- BRIEF -
Take the data below and repeat it exactly.

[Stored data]
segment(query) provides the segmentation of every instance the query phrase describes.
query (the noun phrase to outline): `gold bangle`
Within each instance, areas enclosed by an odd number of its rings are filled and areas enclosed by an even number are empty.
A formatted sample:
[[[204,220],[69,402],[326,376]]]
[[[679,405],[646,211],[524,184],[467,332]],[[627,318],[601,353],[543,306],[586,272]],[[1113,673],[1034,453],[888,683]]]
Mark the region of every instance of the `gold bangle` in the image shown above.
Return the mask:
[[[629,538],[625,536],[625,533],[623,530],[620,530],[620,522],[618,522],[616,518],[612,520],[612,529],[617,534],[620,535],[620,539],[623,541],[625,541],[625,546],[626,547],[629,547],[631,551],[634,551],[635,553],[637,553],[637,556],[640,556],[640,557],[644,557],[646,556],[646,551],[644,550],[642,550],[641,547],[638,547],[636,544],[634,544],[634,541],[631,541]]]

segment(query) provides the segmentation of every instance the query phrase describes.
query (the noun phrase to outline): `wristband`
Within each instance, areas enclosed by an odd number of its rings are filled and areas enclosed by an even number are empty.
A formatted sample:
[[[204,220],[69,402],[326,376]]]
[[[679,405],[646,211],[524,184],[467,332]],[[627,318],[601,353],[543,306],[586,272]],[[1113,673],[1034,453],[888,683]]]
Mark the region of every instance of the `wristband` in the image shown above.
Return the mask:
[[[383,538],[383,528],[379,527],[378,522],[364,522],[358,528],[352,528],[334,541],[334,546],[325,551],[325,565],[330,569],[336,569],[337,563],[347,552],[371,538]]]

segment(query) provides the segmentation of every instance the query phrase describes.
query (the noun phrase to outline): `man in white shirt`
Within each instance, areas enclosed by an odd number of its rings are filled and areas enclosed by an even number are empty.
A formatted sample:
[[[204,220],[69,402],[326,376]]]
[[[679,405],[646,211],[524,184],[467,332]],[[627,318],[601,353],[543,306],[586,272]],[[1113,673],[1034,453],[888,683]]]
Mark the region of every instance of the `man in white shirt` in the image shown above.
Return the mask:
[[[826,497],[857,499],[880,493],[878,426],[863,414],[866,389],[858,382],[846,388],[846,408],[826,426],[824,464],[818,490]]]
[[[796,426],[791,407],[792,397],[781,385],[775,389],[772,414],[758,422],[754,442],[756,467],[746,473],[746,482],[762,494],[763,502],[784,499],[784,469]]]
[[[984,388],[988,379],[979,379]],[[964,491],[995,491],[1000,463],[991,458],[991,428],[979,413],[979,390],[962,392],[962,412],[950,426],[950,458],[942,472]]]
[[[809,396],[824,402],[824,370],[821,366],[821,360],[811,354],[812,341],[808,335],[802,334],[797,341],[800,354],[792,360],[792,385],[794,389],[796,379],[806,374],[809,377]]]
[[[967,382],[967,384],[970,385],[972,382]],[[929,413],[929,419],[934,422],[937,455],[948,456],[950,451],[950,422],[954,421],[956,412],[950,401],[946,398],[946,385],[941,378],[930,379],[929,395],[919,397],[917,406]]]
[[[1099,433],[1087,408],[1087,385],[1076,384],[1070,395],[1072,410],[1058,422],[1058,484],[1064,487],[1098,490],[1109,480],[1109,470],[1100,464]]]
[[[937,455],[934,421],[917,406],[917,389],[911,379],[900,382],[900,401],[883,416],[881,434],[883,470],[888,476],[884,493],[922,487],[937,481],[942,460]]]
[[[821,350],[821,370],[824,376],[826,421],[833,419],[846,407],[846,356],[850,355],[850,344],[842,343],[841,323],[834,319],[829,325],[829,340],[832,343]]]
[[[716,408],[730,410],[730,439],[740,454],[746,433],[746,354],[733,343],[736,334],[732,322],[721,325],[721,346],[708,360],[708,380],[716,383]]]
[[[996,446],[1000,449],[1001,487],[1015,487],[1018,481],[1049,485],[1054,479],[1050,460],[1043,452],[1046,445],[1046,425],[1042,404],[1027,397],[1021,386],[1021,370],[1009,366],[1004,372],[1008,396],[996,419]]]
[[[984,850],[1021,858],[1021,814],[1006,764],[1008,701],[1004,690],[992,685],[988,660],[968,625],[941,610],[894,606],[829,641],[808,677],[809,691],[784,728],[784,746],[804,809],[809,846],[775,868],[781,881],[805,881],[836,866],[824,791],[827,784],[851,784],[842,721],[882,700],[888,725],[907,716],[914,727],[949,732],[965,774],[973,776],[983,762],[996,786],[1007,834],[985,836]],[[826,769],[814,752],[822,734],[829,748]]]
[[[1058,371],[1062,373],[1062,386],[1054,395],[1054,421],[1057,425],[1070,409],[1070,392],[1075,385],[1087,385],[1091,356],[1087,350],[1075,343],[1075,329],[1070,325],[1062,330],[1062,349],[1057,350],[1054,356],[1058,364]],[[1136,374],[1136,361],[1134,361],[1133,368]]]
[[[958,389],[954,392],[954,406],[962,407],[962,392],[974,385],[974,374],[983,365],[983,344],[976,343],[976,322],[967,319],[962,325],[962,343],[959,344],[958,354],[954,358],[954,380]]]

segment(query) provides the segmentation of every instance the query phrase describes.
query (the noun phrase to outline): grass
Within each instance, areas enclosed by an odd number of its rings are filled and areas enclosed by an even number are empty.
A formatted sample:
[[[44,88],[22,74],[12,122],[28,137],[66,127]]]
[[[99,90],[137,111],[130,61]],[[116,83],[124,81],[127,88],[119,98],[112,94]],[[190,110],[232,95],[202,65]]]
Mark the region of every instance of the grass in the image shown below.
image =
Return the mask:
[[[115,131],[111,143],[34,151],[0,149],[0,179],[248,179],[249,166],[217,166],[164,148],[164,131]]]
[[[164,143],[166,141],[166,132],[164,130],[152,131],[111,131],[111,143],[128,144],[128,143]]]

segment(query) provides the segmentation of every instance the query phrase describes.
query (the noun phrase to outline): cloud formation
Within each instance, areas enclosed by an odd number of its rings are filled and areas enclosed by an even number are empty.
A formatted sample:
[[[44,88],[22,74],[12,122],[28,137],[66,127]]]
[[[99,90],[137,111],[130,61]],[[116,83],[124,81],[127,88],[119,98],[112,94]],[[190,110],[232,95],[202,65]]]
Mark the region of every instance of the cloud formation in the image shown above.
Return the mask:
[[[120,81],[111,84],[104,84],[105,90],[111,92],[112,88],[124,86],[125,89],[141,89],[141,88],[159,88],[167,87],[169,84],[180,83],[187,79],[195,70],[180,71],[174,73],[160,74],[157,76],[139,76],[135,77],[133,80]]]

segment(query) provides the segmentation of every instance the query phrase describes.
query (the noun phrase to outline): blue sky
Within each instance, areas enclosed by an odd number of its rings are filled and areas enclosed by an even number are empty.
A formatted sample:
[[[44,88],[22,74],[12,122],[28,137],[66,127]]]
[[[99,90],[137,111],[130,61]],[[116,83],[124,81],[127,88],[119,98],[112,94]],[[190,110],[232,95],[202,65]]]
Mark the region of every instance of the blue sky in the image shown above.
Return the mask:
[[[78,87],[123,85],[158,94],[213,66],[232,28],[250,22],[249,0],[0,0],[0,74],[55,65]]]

- THE REPLY -
segment(query) provides the segmentation of every instance the query phrase describes.
query (the noun phrase to outline): `gold bangle`
Within each instance, areas enclosed by an odd number of its rings are filled and areas enclosed by an even number are empty.
A formatted sample:
[[[204,220],[69,402],[326,376]]]
[[[679,405],[646,211],[524,184],[467,332]],[[627,318],[601,353],[543,306],[586,272]],[[1113,673],[1034,453],[888,683]]]
Mark the region of every instance of the `gold bangle` in the image shown above.
Return the mask:
[[[629,538],[625,536],[625,533],[623,530],[620,530],[620,522],[618,522],[616,518],[612,520],[612,529],[617,534],[620,535],[620,539],[623,541],[625,541],[625,546],[626,547],[629,547],[631,551],[634,551],[635,553],[637,553],[637,556],[640,556],[640,557],[644,557],[646,556],[646,551],[644,550],[642,550],[641,547],[638,547],[636,544],[634,544],[634,541],[631,541]]]

segment(query) provides the segmentation of every instance the query phrase describes.
query (the noun phrase to outline): `wristband`
Within each instance, areas enclosed by an odd number of its rings are filled and areas enclosed by an even number are empty.
A formatted sample:
[[[204,220],[69,402],[326,376]]]
[[[679,405],[646,211],[524,184],[467,332]],[[627,318],[601,353],[543,306],[586,272]],[[1113,673],[1034,453],[888,683]]]
Mark the region of every instance of the `wristband` in the image shown above.
Return the mask:
[[[383,538],[383,528],[379,527],[378,522],[364,522],[358,528],[352,528],[334,541],[334,546],[325,551],[325,565],[330,569],[336,569],[337,563],[347,552],[371,538]]]

segment(query) provides the segmentation of every instance the query phrase describes.
query (the noun phrase to outline): `man in white shirt`
Within each instance, areas enclosed by an odd number of its rings are filled and areas enclosed by an even number are empty.
A formatted sample:
[[[204,220],[69,402],[326,376]]]
[[[679,405],[646,211],[524,184],[467,332]],[[627,318],[601,353],[543,306],[586,272]],[[1113,673],[1034,453],[888,683]]]
Mark the region of every instance of the `man in white shirt` in the image shown above.
Return the mask:
[[[826,497],[857,499],[880,493],[878,426],[863,414],[866,389],[858,382],[846,388],[846,408],[826,426],[824,464],[818,490]]]
[[[796,426],[791,407],[792,397],[781,385],[775,389],[772,414],[758,422],[754,442],[756,467],[746,473],[746,482],[762,494],[763,502],[784,499],[784,469]]]
[[[984,388],[988,379],[979,379]],[[964,491],[995,491],[1000,463],[991,458],[991,428],[979,413],[979,390],[962,392],[962,412],[950,426],[950,458],[942,472]]]
[[[809,396],[824,402],[824,370],[821,366],[821,360],[811,354],[812,341],[808,335],[802,334],[797,341],[800,354],[792,360],[792,385],[794,389],[796,379],[806,374],[809,377]]]
[[[967,382],[967,384],[970,385],[972,382]],[[929,413],[929,419],[934,422],[937,455],[948,456],[950,451],[950,422],[954,421],[956,412],[950,401],[946,398],[946,385],[941,378],[930,379],[929,395],[919,397],[917,406]]]
[[[1099,433],[1087,408],[1087,385],[1076,384],[1070,395],[1072,410],[1058,422],[1058,484],[1064,487],[1098,490],[1109,480],[1109,470],[1100,464]]]
[[[937,455],[934,421],[917,406],[917,389],[911,379],[900,382],[900,401],[883,416],[881,434],[883,470],[888,476],[884,493],[922,487],[937,481],[942,460]]]
[[[821,350],[821,370],[824,376],[826,421],[833,419],[846,407],[846,356],[850,355],[850,344],[842,343],[841,323],[834,319],[829,325],[829,340],[832,343]]]
[[[716,408],[730,410],[730,439],[740,454],[746,433],[746,354],[733,343],[736,334],[732,322],[721,325],[721,346],[708,360],[708,380],[716,383]]]
[[[996,446],[1000,449],[1001,487],[1015,487],[1018,481],[1049,485],[1054,479],[1050,460],[1043,452],[1046,445],[1046,425],[1042,404],[1027,397],[1021,386],[1021,370],[1009,366],[1004,372],[1008,396],[996,419]]]
[[[984,850],[1021,858],[1021,814],[1006,764],[1008,701],[1004,690],[992,685],[988,660],[968,625],[941,610],[894,606],[829,641],[808,677],[809,691],[784,728],[784,746],[804,809],[809,846],[775,868],[781,881],[805,881],[836,866],[824,791],[827,784],[851,784],[842,721],[882,700],[888,725],[907,716],[914,727],[949,732],[965,774],[973,776],[983,762],[996,786],[1007,834],[985,836]],[[826,769],[814,752],[822,734],[829,748]]]
[[[1058,371],[1062,373],[1062,386],[1054,395],[1054,421],[1057,425],[1070,409],[1070,392],[1075,385],[1087,385],[1091,356],[1087,350],[1075,343],[1075,329],[1070,325],[1062,330],[1062,349],[1057,350],[1054,356],[1058,364]],[[1136,374],[1136,361],[1134,361],[1133,368]]]
[[[958,389],[954,392],[954,406],[962,407],[962,392],[974,385],[974,374],[983,365],[983,344],[976,343],[976,322],[967,319],[962,325],[962,343],[959,344],[958,354],[954,358],[954,380]]]

segment(query) provides the segmentation of every instance the query phrase describes.
query (the noun phrase to outline): grass
Within each instance, areas enclosed by an odd number of its rings are filled and areas enclosed by an even number are empty.
A formatted sample:
[[[44,88],[22,74],[12,122],[28,137],[66,127]]]
[[[99,90],[137,111],[130,61]],[[116,83],[124,81],[127,88],[119,98],[112,94]],[[190,110],[232,95],[202,65]]]
Mark the region of every instance of the grass in the image shown below.
image =
Return the mask:
[[[115,131],[111,143],[34,151],[0,149],[0,179],[248,179],[249,166],[217,166],[164,148],[164,131]]]
[[[164,143],[166,141],[166,132],[164,130],[152,131],[111,131],[111,143],[128,144],[128,143]]]

segment(query) provides the segmentation of every instance the query phrase describes.
query (the noun phrase to outline): cloud formation
Within each instance, areas enclosed by an odd number of its rings are filled and areas enclosed by an even number are empty.
A formatted sample:
[[[44,88],[22,74],[12,122],[28,137],[66,127]]]
[[[99,90],[137,111],[130,61]],[[116,83],[124,81],[127,88],[119,98],[112,94]],[[190,110],[232,95],[202,65]]]
Mark the region of every instance of the cloud formation in the image shown above.
Return the mask:
[[[120,81],[111,84],[104,84],[105,90],[111,92],[112,88],[124,86],[125,89],[141,89],[141,88],[159,88],[167,87],[169,84],[180,83],[187,79],[195,70],[180,71],[174,73],[160,74],[157,76],[139,76],[135,77],[133,80]]]

segment(query) provides the segmentation of every instance the query phrase describes.
query (the noun phrase to outline): blue sky
Within each instance, areas enclosed by an odd number of its rings are filled and areas enclosed by an even number are empty.
A formatted sample:
[[[44,88],[22,74],[12,122],[28,137],[66,127]]]
[[[99,90],[137,111],[130,61]],[[116,83],[124,81],[127,88],[119,98],[112,94]],[[190,110],[232,95],[202,65]]]
Mark the region of every instance of the blue sky in the image shown above.
Return the mask:
[[[78,87],[123,85],[158,94],[213,66],[232,28],[250,22],[249,0],[0,0],[0,74],[55,65]]]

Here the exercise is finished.